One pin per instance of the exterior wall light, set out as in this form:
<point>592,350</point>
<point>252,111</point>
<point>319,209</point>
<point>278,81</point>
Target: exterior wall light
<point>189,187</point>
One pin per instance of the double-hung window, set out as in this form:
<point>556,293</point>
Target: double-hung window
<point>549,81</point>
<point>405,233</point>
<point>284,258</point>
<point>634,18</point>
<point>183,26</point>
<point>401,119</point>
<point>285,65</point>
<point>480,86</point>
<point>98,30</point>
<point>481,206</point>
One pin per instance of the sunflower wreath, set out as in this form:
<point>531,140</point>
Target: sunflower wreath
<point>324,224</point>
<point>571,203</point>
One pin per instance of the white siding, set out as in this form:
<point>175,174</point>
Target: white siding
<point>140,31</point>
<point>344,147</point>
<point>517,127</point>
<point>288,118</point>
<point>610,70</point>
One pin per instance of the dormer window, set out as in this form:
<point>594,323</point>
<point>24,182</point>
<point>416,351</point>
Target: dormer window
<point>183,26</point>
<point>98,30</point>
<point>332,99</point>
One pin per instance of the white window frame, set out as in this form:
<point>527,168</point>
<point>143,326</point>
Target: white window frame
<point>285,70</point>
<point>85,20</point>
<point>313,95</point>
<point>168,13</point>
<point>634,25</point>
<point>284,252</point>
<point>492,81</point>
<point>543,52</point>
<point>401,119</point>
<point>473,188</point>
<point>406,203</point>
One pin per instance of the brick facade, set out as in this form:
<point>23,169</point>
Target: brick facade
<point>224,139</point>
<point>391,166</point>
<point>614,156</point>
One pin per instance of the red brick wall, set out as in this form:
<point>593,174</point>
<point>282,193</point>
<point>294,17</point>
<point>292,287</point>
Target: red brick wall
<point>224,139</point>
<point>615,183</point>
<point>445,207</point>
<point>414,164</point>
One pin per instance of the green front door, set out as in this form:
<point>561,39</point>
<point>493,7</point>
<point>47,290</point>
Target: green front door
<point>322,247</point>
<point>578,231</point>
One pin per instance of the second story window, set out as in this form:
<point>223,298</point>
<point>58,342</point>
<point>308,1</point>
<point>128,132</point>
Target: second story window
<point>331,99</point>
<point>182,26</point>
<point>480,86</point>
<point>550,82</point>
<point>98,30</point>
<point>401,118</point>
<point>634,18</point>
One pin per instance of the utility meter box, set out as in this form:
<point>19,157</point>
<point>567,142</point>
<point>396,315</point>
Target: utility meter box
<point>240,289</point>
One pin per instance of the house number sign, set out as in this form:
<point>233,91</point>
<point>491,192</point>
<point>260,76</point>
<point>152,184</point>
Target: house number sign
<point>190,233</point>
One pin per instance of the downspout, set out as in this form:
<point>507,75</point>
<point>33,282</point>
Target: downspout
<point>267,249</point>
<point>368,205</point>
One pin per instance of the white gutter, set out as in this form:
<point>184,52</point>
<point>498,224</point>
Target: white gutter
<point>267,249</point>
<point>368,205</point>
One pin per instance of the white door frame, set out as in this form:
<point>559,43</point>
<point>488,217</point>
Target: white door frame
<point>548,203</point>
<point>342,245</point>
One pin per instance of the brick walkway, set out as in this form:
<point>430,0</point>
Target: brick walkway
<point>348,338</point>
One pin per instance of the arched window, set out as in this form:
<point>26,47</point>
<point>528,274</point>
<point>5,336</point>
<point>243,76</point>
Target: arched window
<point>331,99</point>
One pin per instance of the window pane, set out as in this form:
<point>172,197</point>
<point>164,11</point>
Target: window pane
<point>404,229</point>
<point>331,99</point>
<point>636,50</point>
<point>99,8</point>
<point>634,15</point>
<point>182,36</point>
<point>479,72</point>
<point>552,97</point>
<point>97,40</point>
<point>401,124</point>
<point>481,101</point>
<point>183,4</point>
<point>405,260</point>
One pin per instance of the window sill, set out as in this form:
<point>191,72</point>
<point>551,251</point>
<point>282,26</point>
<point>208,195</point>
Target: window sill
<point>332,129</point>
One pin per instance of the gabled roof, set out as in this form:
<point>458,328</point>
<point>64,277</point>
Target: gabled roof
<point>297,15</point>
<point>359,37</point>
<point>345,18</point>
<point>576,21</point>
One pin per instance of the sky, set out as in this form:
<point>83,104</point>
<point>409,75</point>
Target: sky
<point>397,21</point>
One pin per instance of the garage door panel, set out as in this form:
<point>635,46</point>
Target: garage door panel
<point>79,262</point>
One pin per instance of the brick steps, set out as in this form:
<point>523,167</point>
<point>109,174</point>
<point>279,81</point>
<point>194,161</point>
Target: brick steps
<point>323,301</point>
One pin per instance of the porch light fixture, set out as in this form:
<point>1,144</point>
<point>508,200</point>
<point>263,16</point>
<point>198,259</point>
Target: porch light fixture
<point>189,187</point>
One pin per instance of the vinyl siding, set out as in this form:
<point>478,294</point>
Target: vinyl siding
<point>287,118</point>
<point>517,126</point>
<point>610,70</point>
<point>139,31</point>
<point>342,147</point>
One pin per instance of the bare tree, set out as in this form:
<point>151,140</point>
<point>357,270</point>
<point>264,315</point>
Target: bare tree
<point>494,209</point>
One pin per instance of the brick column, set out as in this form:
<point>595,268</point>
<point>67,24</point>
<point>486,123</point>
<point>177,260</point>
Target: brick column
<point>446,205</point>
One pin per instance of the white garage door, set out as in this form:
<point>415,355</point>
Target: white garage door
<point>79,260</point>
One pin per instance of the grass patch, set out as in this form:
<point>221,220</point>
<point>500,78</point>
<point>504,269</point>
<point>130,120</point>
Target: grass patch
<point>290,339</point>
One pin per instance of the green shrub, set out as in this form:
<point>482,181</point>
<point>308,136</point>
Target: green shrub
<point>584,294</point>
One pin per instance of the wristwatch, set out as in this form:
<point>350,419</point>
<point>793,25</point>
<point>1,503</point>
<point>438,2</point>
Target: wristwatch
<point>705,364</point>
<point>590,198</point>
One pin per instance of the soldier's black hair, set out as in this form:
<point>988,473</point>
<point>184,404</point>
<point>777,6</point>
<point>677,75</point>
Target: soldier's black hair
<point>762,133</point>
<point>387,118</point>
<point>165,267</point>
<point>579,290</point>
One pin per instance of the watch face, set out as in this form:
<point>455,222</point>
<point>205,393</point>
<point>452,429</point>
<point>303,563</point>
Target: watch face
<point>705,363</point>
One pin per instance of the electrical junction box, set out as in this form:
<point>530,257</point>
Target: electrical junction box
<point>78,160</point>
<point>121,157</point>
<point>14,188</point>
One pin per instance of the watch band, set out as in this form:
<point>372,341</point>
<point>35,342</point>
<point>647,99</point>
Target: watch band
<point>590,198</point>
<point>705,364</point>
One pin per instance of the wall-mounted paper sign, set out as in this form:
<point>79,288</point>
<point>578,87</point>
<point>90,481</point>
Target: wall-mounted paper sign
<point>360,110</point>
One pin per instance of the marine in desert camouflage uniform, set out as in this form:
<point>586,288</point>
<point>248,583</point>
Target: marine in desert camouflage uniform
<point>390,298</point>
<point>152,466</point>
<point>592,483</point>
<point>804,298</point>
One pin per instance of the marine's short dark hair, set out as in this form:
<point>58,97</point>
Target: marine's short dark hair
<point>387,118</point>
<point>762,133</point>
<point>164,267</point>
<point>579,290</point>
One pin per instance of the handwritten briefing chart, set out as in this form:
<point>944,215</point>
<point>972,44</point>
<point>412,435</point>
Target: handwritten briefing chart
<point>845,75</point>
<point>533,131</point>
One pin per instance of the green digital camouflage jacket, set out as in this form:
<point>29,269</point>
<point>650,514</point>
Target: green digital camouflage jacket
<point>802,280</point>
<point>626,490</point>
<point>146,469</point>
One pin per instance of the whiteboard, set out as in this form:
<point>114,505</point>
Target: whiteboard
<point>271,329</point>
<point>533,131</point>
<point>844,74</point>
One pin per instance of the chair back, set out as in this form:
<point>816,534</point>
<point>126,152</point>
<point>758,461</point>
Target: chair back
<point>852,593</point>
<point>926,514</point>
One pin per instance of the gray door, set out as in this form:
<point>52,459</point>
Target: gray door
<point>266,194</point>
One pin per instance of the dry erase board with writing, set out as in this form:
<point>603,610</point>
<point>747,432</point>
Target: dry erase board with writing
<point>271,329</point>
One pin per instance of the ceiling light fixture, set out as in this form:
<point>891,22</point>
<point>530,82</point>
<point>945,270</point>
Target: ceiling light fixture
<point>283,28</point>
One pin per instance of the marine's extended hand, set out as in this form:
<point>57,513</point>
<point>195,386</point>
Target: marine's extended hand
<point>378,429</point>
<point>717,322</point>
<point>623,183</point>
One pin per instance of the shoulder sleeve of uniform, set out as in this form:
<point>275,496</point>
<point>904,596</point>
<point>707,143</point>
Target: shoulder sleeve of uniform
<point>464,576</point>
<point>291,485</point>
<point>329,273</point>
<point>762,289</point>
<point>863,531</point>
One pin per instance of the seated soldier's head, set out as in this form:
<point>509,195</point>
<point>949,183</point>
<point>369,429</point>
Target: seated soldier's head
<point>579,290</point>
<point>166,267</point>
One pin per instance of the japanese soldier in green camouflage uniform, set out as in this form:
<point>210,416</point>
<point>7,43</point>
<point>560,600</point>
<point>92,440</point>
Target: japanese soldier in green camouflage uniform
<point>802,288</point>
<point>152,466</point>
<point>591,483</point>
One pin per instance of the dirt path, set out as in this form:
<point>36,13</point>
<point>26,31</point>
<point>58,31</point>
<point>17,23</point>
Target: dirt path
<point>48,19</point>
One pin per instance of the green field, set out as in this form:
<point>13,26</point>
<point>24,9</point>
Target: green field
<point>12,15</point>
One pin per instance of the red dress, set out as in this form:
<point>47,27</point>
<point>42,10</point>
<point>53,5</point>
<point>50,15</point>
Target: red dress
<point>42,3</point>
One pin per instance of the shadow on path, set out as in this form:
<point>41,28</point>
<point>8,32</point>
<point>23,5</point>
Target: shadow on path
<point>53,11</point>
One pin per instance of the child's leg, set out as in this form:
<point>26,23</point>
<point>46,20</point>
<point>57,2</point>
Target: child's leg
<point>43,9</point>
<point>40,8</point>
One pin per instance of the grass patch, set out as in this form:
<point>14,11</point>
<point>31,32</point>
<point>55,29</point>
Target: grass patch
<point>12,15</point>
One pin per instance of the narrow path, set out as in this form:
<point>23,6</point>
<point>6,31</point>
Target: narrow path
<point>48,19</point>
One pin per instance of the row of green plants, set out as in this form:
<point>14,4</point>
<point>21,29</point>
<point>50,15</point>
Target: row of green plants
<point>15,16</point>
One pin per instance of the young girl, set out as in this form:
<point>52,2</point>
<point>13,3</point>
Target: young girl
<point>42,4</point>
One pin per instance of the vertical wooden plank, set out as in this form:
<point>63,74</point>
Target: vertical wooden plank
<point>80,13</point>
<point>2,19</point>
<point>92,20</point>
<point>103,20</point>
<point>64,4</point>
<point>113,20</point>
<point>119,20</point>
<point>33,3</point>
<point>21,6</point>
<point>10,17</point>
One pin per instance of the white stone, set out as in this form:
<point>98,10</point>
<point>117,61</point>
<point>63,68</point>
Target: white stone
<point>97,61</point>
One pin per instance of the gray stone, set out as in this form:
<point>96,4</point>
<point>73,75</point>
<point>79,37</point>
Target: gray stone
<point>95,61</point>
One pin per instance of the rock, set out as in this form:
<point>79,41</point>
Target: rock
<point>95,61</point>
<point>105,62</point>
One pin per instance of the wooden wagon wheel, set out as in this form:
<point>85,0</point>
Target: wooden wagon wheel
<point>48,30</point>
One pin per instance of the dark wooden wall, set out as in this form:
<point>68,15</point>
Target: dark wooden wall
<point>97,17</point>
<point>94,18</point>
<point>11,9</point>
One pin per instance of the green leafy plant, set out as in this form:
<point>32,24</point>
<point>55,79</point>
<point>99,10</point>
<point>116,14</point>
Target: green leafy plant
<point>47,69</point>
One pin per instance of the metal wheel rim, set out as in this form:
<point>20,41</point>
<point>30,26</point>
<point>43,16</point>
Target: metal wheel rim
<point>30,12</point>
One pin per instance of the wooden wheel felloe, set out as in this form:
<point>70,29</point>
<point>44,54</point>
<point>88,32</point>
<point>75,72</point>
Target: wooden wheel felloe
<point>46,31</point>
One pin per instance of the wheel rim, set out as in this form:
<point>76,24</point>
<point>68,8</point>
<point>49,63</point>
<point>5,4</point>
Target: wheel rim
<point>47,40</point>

__________

Copy the lines again word for word, from the very first line through the line that contains "<point>571,203</point>", with both of those lines included.

Task result:
One pin per instance of the exterior wall light, set out as in this form:
<point>592,350</point>
<point>252,111</point>
<point>319,209</point>
<point>278,81</point>
Target: exterior wall light
<point>189,187</point>
One pin per instance of the double-hung window, set out as in this form:
<point>556,293</point>
Target: double-hung window
<point>549,81</point>
<point>405,233</point>
<point>284,258</point>
<point>634,18</point>
<point>183,26</point>
<point>401,119</point>
<point>285,65</point>
<point>480,86</point>
<point>98,30</point>
<point>481,206</point>
One pin per instance of the sunflower wreath, set out as in this form:
<point>531,140</point>
Target: sunflower wreath
<point>324,224</point>
<point>571,203</point>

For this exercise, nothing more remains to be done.